[Records from a dataset]
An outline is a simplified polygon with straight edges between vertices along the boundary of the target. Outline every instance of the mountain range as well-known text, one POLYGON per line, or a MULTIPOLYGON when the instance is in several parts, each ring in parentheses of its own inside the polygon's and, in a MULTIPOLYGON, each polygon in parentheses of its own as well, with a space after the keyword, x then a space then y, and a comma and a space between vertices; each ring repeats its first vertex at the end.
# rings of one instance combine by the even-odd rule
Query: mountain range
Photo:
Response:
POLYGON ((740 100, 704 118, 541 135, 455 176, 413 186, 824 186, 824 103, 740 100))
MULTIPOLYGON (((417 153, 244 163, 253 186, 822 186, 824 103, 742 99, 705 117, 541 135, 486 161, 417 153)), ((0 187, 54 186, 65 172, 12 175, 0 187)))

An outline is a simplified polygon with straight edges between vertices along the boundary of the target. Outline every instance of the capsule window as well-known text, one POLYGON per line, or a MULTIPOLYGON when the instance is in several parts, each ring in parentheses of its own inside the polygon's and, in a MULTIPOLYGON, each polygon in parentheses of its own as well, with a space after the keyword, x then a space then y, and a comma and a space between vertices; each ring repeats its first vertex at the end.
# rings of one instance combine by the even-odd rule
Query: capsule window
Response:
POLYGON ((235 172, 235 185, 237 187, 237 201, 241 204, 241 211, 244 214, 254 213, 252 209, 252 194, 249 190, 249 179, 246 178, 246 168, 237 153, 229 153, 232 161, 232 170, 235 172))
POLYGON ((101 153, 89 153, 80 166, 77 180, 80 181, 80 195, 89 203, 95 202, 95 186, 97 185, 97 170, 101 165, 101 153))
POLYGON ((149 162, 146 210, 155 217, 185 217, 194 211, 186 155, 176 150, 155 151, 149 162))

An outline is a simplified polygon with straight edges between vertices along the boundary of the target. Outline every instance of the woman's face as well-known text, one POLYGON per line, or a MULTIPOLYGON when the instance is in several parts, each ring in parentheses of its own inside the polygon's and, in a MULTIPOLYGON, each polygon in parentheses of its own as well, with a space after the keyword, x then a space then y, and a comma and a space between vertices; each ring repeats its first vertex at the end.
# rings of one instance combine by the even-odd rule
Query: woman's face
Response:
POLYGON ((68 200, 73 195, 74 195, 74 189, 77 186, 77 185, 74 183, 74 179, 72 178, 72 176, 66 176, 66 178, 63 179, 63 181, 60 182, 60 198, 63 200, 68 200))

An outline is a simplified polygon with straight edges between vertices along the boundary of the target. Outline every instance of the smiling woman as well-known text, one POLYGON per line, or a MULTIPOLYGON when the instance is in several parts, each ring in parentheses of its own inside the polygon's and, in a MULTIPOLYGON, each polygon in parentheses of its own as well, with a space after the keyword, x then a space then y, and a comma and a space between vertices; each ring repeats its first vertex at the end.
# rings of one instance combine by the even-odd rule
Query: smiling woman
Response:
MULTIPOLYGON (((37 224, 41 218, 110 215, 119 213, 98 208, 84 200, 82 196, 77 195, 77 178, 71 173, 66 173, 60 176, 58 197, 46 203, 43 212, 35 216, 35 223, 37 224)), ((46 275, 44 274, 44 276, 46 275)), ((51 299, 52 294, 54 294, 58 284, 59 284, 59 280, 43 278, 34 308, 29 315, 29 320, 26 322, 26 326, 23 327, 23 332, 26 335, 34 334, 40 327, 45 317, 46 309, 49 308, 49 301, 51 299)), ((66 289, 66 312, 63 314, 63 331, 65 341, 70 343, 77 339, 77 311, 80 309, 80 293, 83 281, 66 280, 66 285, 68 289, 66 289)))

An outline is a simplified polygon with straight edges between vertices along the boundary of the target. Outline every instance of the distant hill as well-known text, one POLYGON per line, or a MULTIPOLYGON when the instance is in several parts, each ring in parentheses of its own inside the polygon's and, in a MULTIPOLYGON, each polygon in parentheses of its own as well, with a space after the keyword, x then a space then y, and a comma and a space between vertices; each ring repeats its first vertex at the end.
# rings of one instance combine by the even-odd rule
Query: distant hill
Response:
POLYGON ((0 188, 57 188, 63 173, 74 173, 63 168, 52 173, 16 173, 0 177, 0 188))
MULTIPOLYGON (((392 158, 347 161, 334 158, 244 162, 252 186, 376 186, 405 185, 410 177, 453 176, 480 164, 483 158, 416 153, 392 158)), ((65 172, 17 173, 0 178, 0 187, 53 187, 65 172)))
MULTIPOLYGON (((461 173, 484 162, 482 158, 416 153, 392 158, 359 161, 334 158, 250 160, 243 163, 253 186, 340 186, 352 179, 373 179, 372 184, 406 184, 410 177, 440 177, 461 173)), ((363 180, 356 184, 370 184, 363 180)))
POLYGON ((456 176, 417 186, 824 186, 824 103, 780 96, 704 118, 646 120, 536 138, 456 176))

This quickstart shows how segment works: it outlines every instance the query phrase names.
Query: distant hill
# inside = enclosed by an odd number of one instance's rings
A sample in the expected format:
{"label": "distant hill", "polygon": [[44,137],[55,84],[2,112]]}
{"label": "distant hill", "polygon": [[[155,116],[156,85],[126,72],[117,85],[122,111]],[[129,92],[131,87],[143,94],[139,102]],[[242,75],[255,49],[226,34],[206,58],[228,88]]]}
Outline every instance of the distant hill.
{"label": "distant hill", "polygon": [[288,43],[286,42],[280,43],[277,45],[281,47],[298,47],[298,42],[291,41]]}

(Exercise prompt)
Repeat verbatim the lines beginning with the one containing "distant hill as" and ending with the one containing "POLYGON ((456 176, 417", both included.

(Exercise response)
An outline is a simplified polygon with straight edges between vertices along the boundary of the target. Outline every instance of the distant hill as well-known text, one POLYGON per line, or a MULTIPOLYGON when the instance is in several parts, each ring in parentheses of its own inside the polygon's and, in a MULTIPOLYGON, each polygon in parentheses of its own as well, with a space after the keyword, x then a space then y, and a comma and a space between vertices; each ring repeats its first vertex at the end.
# rings of one instance combine by the even-odd rule
Query: distant hill
Response:
POLYGON ((0 188, 57 188, 63 173, 74 173, 63 168, 52 173, 16 173, 0 177, 0 188))
MULTIPOLYGON (((392 158, 347 161, 334 158, 244 162, 252 186, 376 186, 405 185, 410 177, 453 176, 480 164, 483 158, 416 153, 392 158)), ((65 172, 17 173, 0 178, 0 187, 53 187, 65 172)))
MULTIPOLYGON (((461 173, 484 162, 482 158, 416 153, 392 158, 359 161, 334 158, 250 160, 243 163, 253 186, 340 186, 352 179, 373 179, 372 184, 406 184, 410 177, 440 177, 461 173)), ((363 180, 356 184, 370 184, 363 180)))
POLYGON ((456 176, 417 186, 824 186, 824 103, 780 96, 704 118, 646 120, 536 138, 456 176))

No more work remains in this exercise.